Work to be completed:
Every line below should be repeated exactly.

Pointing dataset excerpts
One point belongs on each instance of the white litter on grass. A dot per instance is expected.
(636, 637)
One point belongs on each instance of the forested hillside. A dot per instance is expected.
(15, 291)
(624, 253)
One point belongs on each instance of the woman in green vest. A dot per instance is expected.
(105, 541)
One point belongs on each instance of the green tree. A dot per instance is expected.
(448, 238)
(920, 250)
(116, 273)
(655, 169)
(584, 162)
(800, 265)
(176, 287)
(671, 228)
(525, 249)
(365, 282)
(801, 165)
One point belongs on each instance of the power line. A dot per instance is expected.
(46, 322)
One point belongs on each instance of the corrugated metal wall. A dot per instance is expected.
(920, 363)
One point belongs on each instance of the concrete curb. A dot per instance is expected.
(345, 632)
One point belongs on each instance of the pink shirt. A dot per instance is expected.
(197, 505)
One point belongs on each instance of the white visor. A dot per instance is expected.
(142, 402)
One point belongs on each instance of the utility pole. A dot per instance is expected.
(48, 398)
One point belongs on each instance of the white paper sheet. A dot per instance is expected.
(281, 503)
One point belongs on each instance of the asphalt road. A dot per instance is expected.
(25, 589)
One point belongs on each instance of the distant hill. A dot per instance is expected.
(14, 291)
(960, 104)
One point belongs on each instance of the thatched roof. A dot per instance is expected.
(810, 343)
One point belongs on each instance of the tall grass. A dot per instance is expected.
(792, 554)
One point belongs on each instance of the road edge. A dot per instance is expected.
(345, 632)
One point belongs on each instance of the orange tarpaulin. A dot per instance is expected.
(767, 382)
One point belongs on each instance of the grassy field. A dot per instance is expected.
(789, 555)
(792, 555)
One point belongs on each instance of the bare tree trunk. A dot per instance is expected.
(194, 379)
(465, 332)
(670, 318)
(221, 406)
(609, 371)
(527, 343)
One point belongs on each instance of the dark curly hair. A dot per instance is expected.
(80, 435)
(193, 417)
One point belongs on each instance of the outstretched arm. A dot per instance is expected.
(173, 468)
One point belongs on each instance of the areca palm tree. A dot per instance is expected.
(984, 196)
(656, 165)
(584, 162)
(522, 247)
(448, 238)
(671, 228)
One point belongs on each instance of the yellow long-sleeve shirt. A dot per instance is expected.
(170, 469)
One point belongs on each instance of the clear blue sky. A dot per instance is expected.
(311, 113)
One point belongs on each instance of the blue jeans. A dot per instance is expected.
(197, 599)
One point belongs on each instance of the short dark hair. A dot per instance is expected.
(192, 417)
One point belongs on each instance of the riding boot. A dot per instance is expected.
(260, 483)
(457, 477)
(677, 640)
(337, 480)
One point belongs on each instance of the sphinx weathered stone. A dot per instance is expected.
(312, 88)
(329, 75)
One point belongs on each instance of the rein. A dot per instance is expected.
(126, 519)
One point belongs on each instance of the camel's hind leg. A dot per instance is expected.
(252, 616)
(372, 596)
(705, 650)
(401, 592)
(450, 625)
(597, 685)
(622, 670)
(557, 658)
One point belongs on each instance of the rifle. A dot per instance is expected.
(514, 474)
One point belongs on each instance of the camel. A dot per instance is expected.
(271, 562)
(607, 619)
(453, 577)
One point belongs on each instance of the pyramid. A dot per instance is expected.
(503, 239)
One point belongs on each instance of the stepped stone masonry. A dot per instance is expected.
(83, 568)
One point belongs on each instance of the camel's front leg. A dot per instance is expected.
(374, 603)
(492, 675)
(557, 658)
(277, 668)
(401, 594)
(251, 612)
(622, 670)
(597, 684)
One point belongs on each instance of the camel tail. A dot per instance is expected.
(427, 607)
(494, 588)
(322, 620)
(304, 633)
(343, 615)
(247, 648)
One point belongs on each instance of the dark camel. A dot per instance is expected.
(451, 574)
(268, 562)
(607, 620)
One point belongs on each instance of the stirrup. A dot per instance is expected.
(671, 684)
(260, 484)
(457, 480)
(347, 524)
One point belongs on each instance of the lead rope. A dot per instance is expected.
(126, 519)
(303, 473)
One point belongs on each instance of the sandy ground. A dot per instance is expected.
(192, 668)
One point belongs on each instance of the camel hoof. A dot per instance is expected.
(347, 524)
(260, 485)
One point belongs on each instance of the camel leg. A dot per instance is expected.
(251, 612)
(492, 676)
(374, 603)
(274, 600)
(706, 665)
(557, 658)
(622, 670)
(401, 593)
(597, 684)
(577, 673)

Written answer:
One point belongs on each instance of the white litter on grass. A dot per instance is expected.
(636, 637)
One point belongs on each instance of the forested hillside. A dot per instance is expected.
(15, 291)
(624, 253)
One point belongs on each instance of the woman in green vest. A dot per instance is expected.
(105, 541)
One point belongs on each instance of the green tree. A dot per instance is expected.
(448, 238)
(920, 250)
(116, 273)
(655, 169)
(584, 162)
(800, 265)
(176, 287)
(671, 228)
(525, 249)
(365, 282)
(801, 165)
One point belongs on each instance of the power line. A dot per instance is expected.
(46, 322)
One point belongs on each instance of the corrugated metal wall. A dot per instance is expected.
(920, 363)
One point belongs on each instance of the concrete curb. A dot per instance is expected.
(345, 632)
One point belongs on each instance of the pink shirt. A dot per instance is expected.
(197, 505)
One point belongs on each instance of the white visor. A dot per instance is expected.
(142, 402)
One point belongs on each instance of the utility pole. A dot per instance is expected.
(48, 398)
One point belongs on each instance of the white paper sheet. A dot per instance is expected.
(281, 503)
One point belongs on each instance of the asphalt road. A dot per instance is expected.
(25, 589)
One point belongs on each instance of the distant hill. A dot per instance is expected.
(14, 291)
(960, 104)
One point belongs on each instance of the thatched roof. A dot per instance is expected.
(810, 343)
One point belongs on each instance of the tall grass. A dot per instance is expected.
(792, 554)
One point belongs on each instance of the road edge. A dot per instance is expected.
(345, 632)
One point belongs on each instance of the orange tarpaulin. A dot per instance is expected.
(767, 382)
One point belongs on each instance of the grassy field. A dot per instance is expected.
(789, 555)
(792, 555)
One point belongs on each instance of the bare tree trunk. A dot per instance is expected.
(194, 379)
(465, 332)
(670, 318)
(221, 406)
(609, 371)
(527, 343)
One point belongs on each instance of the dark curly hair. A dot per instance is expected.
(80, 435)
(193, 417)
One point belongs on each instance of the outstretched arm. A dot per instance is expected.
(173, 468)
One point belongs on each instance of the areca palm tree. A dot per instance is expected.
(984, 196)
(656, 165)
(584, 162)
(522, 247)
(448, 238)
(671, 228)
One point belongs on each instance of the yellow long-sleeve shirt. A dot per instance is expected.
(170, 469)
One point belongs on each instance of the clear blue sky. A dot per instance is expected.
(311, 113)
One point belongs on each instance of the blue jeans. A dot per instance is expected.
(197, 599)
One point belongs on each instance of the short dark hair. A dot per instance is expected.
(192, 417)
One point belongs on each instance of the riding boot. A dot per instance is expected.
(260, 483)
(457, 477)
(677, 640)
(337, 480)
One point belongs on each instance of the sphinx weathered stone. A dot per instance is expected.
(312, 88)
(329, 75)
One point belongs on each instance of the rein. A dot per instance is expected.
(126, 519)
One point belongs on each instance of the camel's hind leg. A dot per instance is expected.
(252, 616)
(372, 596)
(705, 650)
(401, 592)
(450, 625)
(597, 685)
(622, 670)
(557, 658)
One point belongs on each instance of the rifle. A dot per instance is expected.
(514, 474)
One point belongs on each instance of the camel. A dot per instance is expected.
(271, 562)
(607, 619)
(453, 577)
One point belongs on each instance of the pyramid. A dot per instance is expected.
(503, 239)
One point belongs on each instance of the stepped stone masonry. A dot per instance is expected.
(83, 568)
One point belongs on each instance of the camel's front leg. A dot per instance is expected.
(374, 603)
(492, 675)
(557, 658)
(277, 668)
(401, 594)
(251, 612)
(622, 670)
(597, 684)
One point belongs on each instance of the camel tail. A dot per instance is expected.
(427, 607)
(494, 588)
(322, 620)
(304, 633)
(343, 615)
(247, 648)
One point belongs on each instance of the dark camel. A dot per instance is expected.
(451, 574)
(268, 562)
(607, 620)
One point belongs on each instance of the stirrup. A dot per instance is expected.
(671, 684)
(260, 484)
(457, 480)
(347, 524)
One point belongs on each instance of the lead rope. A dot per instance is expected.
(126, 519)
(303, 473)
One point belongs on each instance of the sandy ground. A dot per instance is expected.
(192, 668)
One point belongs on each instance of the camel hoof. A dot per instance is expected.
(347, 524)
(260, 485)
One point belongs on each instance of the camel leg. A dot per instance is expected.
(251, 612)
(492, 676)
(374, 603)
(274, 600)
(706, 665)
(557, 658)
(622, 670)
(401, 593)
(597, 684)
(577, 673)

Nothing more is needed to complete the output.